| Fragmento |
Necesitamos orar que el Espíritu Santo abra camino en nuestro corazón para derramarnos delante del Amado. Él está llamando a nuestra puerta para tener comunión con nosotros. Dios lo hizo todo para que disfrutemos de su gloria y nosotros permanecemos impávidos, habiendo perdido la vocación más grande que no es predicar, sino disfrutar este evangelio. Entonces el testimonio saldrá de nuestros labios con poder y convicción, respaldado por el Espíritu Santo.
Sufriendo por el evangelio
«Tú, pues, sufre penalidades como buen soldado de Jesucristo» (2 Tim. 2:3). Es la segunda exhortación a Timoteo. El hecho de hablar de sufrimiento puede ser chocante para nuestra conciencia, porque el gran paradigma de la sociedad actual es la búsqueda de la felicidad, la comodidad, el lujo, la satisfacción. ¿Cómo es posible que el evangelio nos invite a sufrir? Son palabras contrarias a la lógica humana.
«Irá andando y llorando el que lleva la preciosa semilla; mas volverá a venir con regocijo, trayendo sus gavillas» (Sal. 126:6). Eso debe cumplirse en nuestra generación. Es un llamado a sufrir por el evangelio. Si somos sinceros y analizamos cuál es el objeto de nuestros sufrimientos, si permitimos que el Señor examine nuestro corazón, descubriremos que gran parte de ellos son por causa de nuestros pecados, por causa de nuestras malas decisiones o incluso de situaciones que ni siquiera deberían hacernos sufrir.
He aquí un motivo digno por el cual somos llamados a sufrir y del que conocemos poco. Es diferente a sufrir por causa de las circunstancias que Dios prepara para trabajar las marcas de la cruz en nosotros Puede envolver esas circunstancias, pero este dolor está relacionado con el sufrir cuando damos testimonio. En este sentido, podemos recordar muchas experiencias a lo largo de la historia de la iglesia.
Hubo una hermana del tercer siglo llamada Perpetua, perteneciente a una familia adinerada de Cartago, que siendo recién convertida fue condenada a prisión. Su padre no era cristiano, y movió sus influencias a fin de que ella pudiese retractarse de su fe y salir en libertad. Ella era madre de un bebé lactante, que quedaría huérfano. Su padre le dijo: «Renuncia por amor de tu hijo, y por misericordia a mí y mis canas». Ella respondió: «Yo no puedo negar aquello que soy».

| Encargo 1 |
Localiza en los registros cada línea que contenga la cadena "grille" y cópiala, distinguiendo entre mayúsculas y minúsculas.
El fragmento y los registros no guardan relación entre sí.

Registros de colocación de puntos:
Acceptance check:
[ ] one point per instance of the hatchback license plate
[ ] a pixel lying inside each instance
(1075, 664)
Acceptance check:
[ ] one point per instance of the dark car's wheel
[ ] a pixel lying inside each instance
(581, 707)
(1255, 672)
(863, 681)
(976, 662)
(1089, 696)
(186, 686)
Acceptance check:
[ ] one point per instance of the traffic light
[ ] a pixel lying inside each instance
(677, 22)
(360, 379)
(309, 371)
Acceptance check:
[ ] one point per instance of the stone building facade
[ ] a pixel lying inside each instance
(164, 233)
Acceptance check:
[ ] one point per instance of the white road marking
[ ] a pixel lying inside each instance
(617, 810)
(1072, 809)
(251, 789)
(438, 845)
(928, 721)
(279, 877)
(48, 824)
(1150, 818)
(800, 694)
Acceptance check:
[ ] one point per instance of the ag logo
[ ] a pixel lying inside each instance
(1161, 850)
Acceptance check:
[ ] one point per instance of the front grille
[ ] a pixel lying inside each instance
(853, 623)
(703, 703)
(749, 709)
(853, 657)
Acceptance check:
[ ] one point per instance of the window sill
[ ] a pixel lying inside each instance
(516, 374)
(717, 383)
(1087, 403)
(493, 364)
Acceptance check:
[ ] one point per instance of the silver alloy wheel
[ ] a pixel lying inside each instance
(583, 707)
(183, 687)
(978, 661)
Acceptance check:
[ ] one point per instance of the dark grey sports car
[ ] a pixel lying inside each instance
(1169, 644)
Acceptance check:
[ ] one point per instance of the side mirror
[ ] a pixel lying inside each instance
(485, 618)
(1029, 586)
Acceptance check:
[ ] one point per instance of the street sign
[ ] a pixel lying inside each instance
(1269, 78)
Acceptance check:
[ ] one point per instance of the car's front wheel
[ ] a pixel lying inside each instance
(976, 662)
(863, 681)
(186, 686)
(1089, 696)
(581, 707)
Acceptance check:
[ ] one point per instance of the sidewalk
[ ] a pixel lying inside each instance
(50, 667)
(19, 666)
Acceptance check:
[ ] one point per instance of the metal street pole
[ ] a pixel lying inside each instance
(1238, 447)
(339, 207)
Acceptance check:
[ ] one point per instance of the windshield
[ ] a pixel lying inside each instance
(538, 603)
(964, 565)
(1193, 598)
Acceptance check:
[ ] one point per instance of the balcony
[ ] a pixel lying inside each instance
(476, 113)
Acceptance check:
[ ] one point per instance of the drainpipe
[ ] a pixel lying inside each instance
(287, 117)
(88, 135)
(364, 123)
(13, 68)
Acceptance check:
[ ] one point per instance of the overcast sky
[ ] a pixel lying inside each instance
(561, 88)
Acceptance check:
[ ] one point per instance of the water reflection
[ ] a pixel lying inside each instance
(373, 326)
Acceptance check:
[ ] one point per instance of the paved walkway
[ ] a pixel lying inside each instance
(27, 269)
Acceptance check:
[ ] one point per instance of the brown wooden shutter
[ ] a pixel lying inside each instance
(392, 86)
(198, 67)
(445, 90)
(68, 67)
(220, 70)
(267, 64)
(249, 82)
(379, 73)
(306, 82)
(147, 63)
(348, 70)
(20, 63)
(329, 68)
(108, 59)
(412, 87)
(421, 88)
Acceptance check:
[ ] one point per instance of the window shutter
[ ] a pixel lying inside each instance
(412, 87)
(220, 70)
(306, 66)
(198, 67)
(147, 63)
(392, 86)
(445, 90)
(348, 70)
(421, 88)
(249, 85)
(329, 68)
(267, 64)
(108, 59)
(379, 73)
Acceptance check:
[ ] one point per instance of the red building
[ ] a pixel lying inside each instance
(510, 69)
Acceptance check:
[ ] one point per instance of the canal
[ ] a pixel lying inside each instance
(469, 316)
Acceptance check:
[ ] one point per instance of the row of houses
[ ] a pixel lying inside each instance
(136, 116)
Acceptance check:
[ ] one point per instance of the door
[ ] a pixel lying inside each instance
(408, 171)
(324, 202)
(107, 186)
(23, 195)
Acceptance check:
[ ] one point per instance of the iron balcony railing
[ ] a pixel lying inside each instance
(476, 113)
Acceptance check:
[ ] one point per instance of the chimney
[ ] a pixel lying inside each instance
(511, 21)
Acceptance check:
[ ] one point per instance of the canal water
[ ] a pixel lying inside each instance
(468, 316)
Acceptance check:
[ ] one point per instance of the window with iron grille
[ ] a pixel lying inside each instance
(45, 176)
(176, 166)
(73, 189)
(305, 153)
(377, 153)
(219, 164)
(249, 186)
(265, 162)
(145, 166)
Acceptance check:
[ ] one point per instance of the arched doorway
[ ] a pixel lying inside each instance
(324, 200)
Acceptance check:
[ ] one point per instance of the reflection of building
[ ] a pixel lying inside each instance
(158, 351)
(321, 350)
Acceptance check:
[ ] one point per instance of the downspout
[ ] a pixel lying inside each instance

| Encargo 2 |
Redacta la continuación del fragmento sobre el sufrimiento por el evangelio a partir de su última frase.

| Resultado 1 |
[ ] one point per instance of the front grille
[ ] one point per instance of the window with iron grille

| Resultado 2 |
El Señor tuvo tiernos cuidados con ella, pues cuando le quitaron su bebé, éste naturalmente dejó de mamar. El hijo volvió a los cuidados de la familia y la joven fue llevada para ser devorada por las fieras. Cantando himnos al Señor, su testimonio convirtió incluso al verdugo. Perpetua tuvo la convicción de que, aun en su muerte, ella participaría de lo que Cristo padeció.
En medio del avivamiento moravo, conocemos el relato de unos hermanos que, por ir a predicar el evangelio a una isla donde eran llevados los esclavos, deciden dejar a sus familias y venderse como esclavos para irse a aquel lugar y conquistar almas para Cristo. Ellos se hicieron esclavos tal como lo fue el Señor Jesús, siervo de todos nosotros, y se embarcaron en aquella travesía para nunca más volver, por causa del evangelio. Su pregón resuena en nuestros corazones hasta el día de hoy: «El Cordero que fue inmolado es digno de recibir la recompensa de su sacrificio».
¿Tiempo para nosotros?
Estas historias traspasan el corazón, porque hoy no sabemos lo que es sufrir por causa del evangelio. El profeta Hageo hablando al pueblo aletargado en la obra de edificación, dice: «¿Es para vosotros tiempo, para vosotros, de habitar en vuestras casas artesonadas, y esta casa está desierta?» (Hag. 1:4). Aquella generación llevaba dieciséis años detenida en la obra de restauración de la casa de Dios, y el profeta les dice: «¿Ustedes juzgan que es tiempo para edificar sus propias casas?».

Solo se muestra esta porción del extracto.